• **TO DO**: Every entry below is to be copied exactly, with nothing left out.

• **MATERIALS PROVIDED**:
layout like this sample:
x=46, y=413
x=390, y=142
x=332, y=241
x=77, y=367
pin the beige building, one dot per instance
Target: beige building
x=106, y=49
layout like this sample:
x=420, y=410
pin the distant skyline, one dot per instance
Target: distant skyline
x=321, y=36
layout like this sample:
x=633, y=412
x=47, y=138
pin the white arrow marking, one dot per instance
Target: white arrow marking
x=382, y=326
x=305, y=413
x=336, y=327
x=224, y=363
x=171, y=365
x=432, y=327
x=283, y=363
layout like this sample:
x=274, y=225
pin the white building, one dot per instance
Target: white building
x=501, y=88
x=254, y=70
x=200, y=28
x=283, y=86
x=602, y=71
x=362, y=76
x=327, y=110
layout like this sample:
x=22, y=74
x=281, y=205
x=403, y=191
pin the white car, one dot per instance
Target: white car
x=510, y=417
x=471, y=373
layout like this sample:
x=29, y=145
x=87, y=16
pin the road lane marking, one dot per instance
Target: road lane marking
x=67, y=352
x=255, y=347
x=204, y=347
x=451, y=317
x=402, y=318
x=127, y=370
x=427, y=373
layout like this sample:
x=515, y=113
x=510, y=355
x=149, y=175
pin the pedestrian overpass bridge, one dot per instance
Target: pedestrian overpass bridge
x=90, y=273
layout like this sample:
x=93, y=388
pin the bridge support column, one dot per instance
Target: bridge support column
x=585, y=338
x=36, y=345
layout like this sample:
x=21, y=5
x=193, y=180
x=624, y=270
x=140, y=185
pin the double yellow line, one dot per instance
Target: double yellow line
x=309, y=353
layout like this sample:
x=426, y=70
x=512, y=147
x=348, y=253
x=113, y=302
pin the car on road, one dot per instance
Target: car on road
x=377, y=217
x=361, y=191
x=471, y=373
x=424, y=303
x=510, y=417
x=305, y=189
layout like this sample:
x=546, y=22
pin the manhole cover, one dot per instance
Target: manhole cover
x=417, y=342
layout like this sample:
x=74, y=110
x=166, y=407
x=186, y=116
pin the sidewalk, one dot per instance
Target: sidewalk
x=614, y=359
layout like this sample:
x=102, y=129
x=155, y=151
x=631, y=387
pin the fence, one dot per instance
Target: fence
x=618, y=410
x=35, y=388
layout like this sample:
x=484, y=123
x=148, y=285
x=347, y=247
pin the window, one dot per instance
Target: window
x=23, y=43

• **OUTPUT**:
layout like this sample:
x=46, y=413
x=390, y=142
x=332, y=241
x=77, y=367
pin the beige building, one dot per instance
Target: beige building
x=106, y=49
layout like this sample:
x=420, y=410
pin the distant skyline, one dot per instance
Target: distant skyline
x=321, y=36
layout like this sample:
x=633, y=412
x=47, y=138
pin the white arrow marking, one dot per instance
Target: white arrow marking
x=382, y=326
x=305, y=413
x=336, y=327
x=224, y=363
x=171, y=365
x=432, y=327
x=283, y=363
layout like this sample:
x=274, y=225
pin the white building, one dot per instance
Target: white building
x=501, y=88
x=254, y=70
x=200, y=28
x=283, y=86
x=602, y=71
x=362, y=76
x=327, y=110
layout like this sample:
x=22, y=74
x=281, y=205
x=403, y=191
pin the white car, one dot per instance
Target: white car
x=510, y=417
x=471, y=373
layout like this sample:
x=29, y=145
x=87, y=16
pin the road lane marking, one dot per instance
Target: road lane marking
x=67, y=352
x=255, y=347
x=204, y=347
x=451, y=317
x=402, y=318
x=127, y=370
x=427, y=373
layout like this sample:
x=515, y=113
x=510, y=355
x=149, y=175
pin the pedestrian overpass bridge, one dot per instance
Target: pedestrian overpass bridge
x=90, y=273
layout like this sample:
x=93, y=388
pin the bridge support column, one dot per instance
Target: bridge support column
x=585, y=338
x=36, y=345
layout like this sample:
x=21, y=5
x=193, y=180
x=624, y=270
x=140, y=185
pin the double yellow line, one dot per instance
Target: double yellow line
x=309, y=353
layout like this sample:
x=426, y=70
x=512, y=147
x=348, y=253
x=113, y=302
pin the car on road, one dot per instance
Target: car on road
x=377, y=217
x=361, y=191
x=471, y=373
x=424, y=303
x=510, y=417
x=305, y=189
layout like this sample:
x=546, y=22
pin the manhole cover, one dot per instance
Target: manhole cover
x=417, y=342
layout like this sample:
x=74, y=110
x=166, y=407
x=186, y=116
pin the sidewalk, one dot per instance
Target: sidewalk
x=614, y=359
layout like this sample:
x=102, y=129
x=155, y=151
x=631, y=387
pin the fence, one dot per instance
Target: fence
x=618, y=410
x=35, y=388
layout like this sample:
x=484, y=123
x=148, y=285
x=347, y=247
pin the window, one dot per instance
Target: window
x=23, y=43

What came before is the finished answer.